((
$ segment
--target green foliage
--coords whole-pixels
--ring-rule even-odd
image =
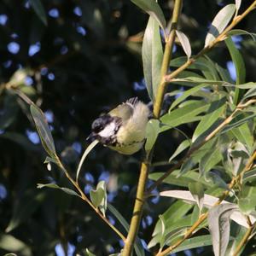
[[[168,74],[178,73],[168,80],[171,102],[160,119],[148,121],[146,152],[128,157],[85,138],[106,106],[130,94],[155,103],[159,86],[167,83],[161,72],[175,27],[169,22],[172,2],[3,2],[0,253],[52,255],[61,246],[66,254],[74,248],[76,254],[118,255],[119,239],[125,241],[132,228],[139,230],[138,256],[160,253],[180,240],[172,251],[177,255],[198,248],[228,255],[241,243],[241,253],[253,252],[253,236],[251,243],[244,238],[256,221],[256,36],[247,32],[252,22],[224,33],[247,3],[237,0],[220,9],[214,1],[183,3],[175,31],[181,47],[166,67]],[[200,32],[214,14],[205,37]],[[249,37],[234,40],[244,35]],[[217,40],[223,47],[215,47]],[[225,67],[229,61],[236,80]],[[131,218],[140,214],[132,213],[137,170],[145,154],[150,189],[170,174],[152,194],[144,192],[143,227],[133,227]]]

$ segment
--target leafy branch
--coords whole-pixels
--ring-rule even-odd
[[[66,177],[67,179],[71,182],[71,183],[76,188],[79,194],[76,194],[74,191],[62,188],[62,190],[65,192],[73,195],[78,195],[80,197],[83,201],[84,201],[86,203],[89,204],[89,206],[96,212],[96,213],[123,240],[125,241],[125,237],[124,235],[118,230],[116,229],[111,223],[110,221],[106,218],[105,214],[100,211],[98,206],[96,206],[93,204],[89,198],[85,195],[82,189],[80,188],[78,179],[75,181],[69,174],[67,170],[62,165],[61,160],[56,154],[55,145],[54,145],[54,141],[53,137],[51,136],[50,130],[48,126],[47,121],[45,119],[44,114],[41,111],[40,108],[38,108],[34,103],[31,104],[31,113],[32,114],[32,118],[34,119],[37,130],[38,131],[42,144],[49,155],[46,159],[46,163],[50,164],[50,162],[53,162],[57,165],[57,166],[63,171],[65,173]],[[55,184],[54,184],[55,185]],[[42,184],[39,187],[53,187],[52,184]],[[60,188],[60,187],[57,187]]]
[[[229,195],[230,189],[232,189],[235,187],[235,185],[237,184],[237,181],[240,180],[243,177],[243,175],[246,172],[248,172],[251,170],[251,167],[252,167],[255,159],[256,159],[256,150],[253,152],[252,156],[249,158],[246,166],[241,171],[241,172],[238,176],[234,177],[232,178],[231,182],[230,183],[230,184],[228,186],[229,189],[227,190],[225,190],[222,194],[222,195],[219,196],[218,201],[214,204],[213,207],[220,205],[221,202]],[[172,246],[165,249],[163,252],[159,252],[157,253],[157,256],[164,256],[164,255],[166,255],[167,253],[172,253],[172,251],[173,251],[176,247],[177,247],[179,245],[181,245],[186,239],[189,238],[194,234],[194,231],[203,223],[203,221],[205,221],[207,218],[208,215],[209,215],[209,212],[207,212],[206,213],[202,213],[197,219],[197,221],[195,222],[195,224],[191,226],[191,228],[189,230],[187,230],[187,232],[185,233],[185,235],[183,236],[183,237],[182,239],[180,239],[179,241],[175,242]],[[247,234],[245,235],[244,238],[242,239],[242,241],[237,247],[234,255],[236,255],[239,253],[239,251],[241,250],[241,248],[245,245],[245,243],[248,240],[250,234],[252,233],[252,229],[253,229],[253,225],[250,223],[249,229],[248,229]]]
[[[167,74],[165,76],[165,81],[160,85],[159,87],[159,93],[157,99],[159,97],[160,102],[162,102],[161,99],[164,96],[164,91],[166,90],[166,87],[168,85],[168,83],[171,83],[173,79],[175,79],[181,72],[184,71],[187,67],[189,67],[190,65],[192,65],[194,62],[195,62],[200,57],[204,55],[206,53],[207,53],[210,49],[212,49],[216,44],[218,44],[219,42],[224,40],[227,38],[227,34],[230,30],[236,26],[246,15],[247,15],[251,11],[253,11],[256,8],[256,1],[253,1],[253,3],[241,15],[238,16],[236,16],[230,26],[227,26],[226,29],[224,29],[213,41],[209,43],[202,50],[201,50],[195,56],[189,59],[187,62],[185,62],[183,65],[182,65],[180,67],[173,71],[172,73]],[[157,105],[158,106],[158,105]],[[160,107],[160,105],[159,105]],[[237,106],[237,110],[240,107]],[[159,108],[157,108],[157,113],[160,111]],[[237,111],[236,110],[236,111]],[[213,131],[207,138],[206,140],[209,140],[212,137],[215,136],[215,134],[218,133],[218,131],[220,130],[220,128],[223,128],[227,124],[229,124],[233,117],[235,113],[233,113],[229,118],[227,118],[222,124],[221,126],[218,126],[215,131]],[[206,141],[207,142],[207,141]],[[159,184],[161,183],[161,182],[168,177],[174,170],[181,166],[181,165],[183,163],[185,160],[187,160],[192,153],[194,153],[195,150],[199,149],[201,146],[202,146],[205,143],[202,142],[201,145],[197,146],[196,148],[192,148],[187,153],[187,155],[184,156],[178,163],[177,163],[172,169],[170,169],[166,173],[165,173],[162,177],[160,177],[158,180],[155,181],[155,183],[148,189],[148,192],[154,190]],[[191,152],[192,151],[192,152]]]
[[[178,22],[181,8],[182,0],[176,0],[172,13],[172,31],[170,35],[166,38],[166,46],[163,55],[163,61],[160,68],[160,84],[158,86],[156,99],[154,104],[154,116],[155,119],[160,119],[160,110],[163,104],[164,95],[166,91],[166,82],[165,81],[165,76],[167,73],[169,68],[169,63],[172,58],[172,52],[173,49],[173,44],[176,37],[176,28]],[[150,18],[149,18],[150,19]],[[163,82],[164,81],[164,82]],[[133,214],[131,220],[130,230],[128,236],[126,237],[124,250],[122,252],[123,256],[131,255],[133,251],[133,246],[137,234],[138,232],[142,215],[143,208],[145,202],[145,189],[148,181],[148,176],[149,172],[149,166],[152,160],[154,148],[151,148],[149,152],[147,153],[144,161],[142,163],[140,177],[137,185],[137,195],[135,200],[135,205],[133,208]]]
))
How many lines in the entries above contain the string "target", with case counting? Give only the number.

● **Full answer**: 2